▶ [SELECTED EXCERPT]
· · ·

High Performance Sustainable Living in This Modern Prefab House

High Performance Sustainable Living in This Modern Prefab House

One of the biggest pluses when it comes to building a modular home is that the layout isn’t set in stone, right? That’s what the home owners of this prefab house thought — it’s a three bedroom set in a rural location and the family who bought it thought that they might expand their home in the future, while they already had two kids when they bought it.

Not only do prefabricated modular homes allow you to customize the layout when you first put them down on the building site, but you can move the pieces again as necessary. Whether this means taking away a piece or two that are gratuitous, shifting pieces around to find a better layout, moving the whole prefab house to another location, or adding to the house to make it bigger.

· · ·

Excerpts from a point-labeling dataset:
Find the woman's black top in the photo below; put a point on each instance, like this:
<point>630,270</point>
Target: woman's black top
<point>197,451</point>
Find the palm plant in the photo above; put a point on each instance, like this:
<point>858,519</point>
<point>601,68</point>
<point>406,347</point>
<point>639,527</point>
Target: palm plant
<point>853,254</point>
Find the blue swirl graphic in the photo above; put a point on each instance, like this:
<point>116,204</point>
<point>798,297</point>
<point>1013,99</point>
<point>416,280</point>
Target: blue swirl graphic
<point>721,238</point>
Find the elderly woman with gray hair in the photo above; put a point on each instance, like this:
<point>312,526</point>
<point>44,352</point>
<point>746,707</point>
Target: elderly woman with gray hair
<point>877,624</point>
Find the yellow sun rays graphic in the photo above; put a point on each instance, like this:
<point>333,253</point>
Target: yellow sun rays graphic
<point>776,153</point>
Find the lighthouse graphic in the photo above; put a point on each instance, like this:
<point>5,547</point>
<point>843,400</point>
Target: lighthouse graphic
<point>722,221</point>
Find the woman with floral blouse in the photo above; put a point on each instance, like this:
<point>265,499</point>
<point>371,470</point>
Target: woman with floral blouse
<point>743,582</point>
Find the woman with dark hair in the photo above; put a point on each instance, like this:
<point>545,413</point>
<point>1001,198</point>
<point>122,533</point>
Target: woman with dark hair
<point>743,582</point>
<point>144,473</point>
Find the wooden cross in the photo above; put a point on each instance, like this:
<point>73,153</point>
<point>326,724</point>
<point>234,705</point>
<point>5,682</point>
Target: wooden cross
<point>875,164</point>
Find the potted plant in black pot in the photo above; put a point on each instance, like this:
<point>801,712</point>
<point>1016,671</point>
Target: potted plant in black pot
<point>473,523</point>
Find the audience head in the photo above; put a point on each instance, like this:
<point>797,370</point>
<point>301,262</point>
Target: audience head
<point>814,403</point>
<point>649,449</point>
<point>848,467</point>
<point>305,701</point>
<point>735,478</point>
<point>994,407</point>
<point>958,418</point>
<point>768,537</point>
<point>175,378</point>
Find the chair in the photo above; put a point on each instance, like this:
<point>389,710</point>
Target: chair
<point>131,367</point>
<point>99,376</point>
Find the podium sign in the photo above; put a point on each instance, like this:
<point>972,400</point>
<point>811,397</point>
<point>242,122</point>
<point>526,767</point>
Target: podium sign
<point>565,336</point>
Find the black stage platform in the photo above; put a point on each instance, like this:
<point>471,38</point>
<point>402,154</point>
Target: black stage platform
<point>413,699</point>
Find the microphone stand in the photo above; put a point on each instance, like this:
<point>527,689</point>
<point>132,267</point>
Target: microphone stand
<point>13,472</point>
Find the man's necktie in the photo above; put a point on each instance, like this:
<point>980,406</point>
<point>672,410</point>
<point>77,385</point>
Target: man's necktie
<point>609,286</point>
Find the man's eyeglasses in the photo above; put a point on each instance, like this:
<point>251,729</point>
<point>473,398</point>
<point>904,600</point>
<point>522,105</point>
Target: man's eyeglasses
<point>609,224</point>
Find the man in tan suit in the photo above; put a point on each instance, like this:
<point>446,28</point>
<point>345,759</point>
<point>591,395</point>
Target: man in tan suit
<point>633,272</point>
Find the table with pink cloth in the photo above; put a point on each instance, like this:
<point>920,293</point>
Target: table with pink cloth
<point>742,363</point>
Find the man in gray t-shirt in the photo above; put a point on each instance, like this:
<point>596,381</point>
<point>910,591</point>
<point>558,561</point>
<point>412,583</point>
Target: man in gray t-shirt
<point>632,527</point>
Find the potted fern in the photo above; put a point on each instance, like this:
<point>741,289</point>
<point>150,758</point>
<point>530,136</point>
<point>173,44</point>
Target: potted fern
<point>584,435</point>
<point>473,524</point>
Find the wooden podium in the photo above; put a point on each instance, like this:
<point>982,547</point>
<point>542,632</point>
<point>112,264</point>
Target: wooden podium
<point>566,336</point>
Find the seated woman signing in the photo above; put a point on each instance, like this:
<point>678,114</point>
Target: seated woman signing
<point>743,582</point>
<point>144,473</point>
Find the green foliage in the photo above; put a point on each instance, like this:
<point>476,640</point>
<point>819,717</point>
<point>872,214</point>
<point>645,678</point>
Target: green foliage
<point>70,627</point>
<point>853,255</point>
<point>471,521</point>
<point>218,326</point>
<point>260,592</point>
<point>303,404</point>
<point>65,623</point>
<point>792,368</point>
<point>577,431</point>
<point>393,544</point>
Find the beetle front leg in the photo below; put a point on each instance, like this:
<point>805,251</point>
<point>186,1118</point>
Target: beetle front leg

· · ·

▶ [WHAT THIS TASK INVOLVES]
Proceed with the article on the modern prefab house, picking up after its final sentence. These data were drawn from a separate source unrelated to the preceding text.

▶ [FINAL RESULT]
The prefab modular house it the photo above was termed “Summertown” by the designers. It’s a 3 bedroom, 2 bathroom modular with a library / living area, a kitchen with walk-in pantry, and a dining area. What might be interesting to at least a percentage of you out there is the library. Not a very common feature to add to a prefab smallish house, because one of the goals of people who buy modular homes is often to economize on space as much as possible. But for book lovers, the idea of parting with their libraries is not a very pleasant idea. I suspect a lot of us would rather pay for storage to keep our books than get rid of them.

The location for this particular modular house is the Adelaide Hills of Australia, and it’s designed and built by modular home builders Archiblox, who have  a number of customizable prefabricated modular house designs to look at.

A couple of the features of this particular modular house layout: the large open kitchen with walk-in pantry; the living room that looks out over the valley (northern aspect); and an air lock / boot room for the rear entry — which saves money on heating and cooling.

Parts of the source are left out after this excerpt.